BEGIN Record set

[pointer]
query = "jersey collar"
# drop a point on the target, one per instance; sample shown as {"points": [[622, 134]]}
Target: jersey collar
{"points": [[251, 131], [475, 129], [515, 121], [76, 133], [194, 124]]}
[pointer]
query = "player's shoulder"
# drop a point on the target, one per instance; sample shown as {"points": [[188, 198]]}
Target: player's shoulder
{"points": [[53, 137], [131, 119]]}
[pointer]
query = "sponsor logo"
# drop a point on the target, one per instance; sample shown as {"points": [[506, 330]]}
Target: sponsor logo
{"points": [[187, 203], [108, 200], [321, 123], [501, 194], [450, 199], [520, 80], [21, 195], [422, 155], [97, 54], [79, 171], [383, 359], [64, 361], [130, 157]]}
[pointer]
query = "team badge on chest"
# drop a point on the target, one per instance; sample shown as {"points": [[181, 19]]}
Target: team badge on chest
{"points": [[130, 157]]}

END Record set

Filter the entries above down to every line that contains the string "drop", treating uppercase and lowercase letters as different.

# drop a point on the target, one per instance; sample shown as {"points": [[622, 134]]}
# drop a point on the target, one per instance; sample shown as {"points": [[188, 198]]}
# drop a point on the target, one per instance; sample shown as {"points": [[506, 330]]}
# drop a point on the target, one per instance; sample shown as {"points": [[181, 19]]}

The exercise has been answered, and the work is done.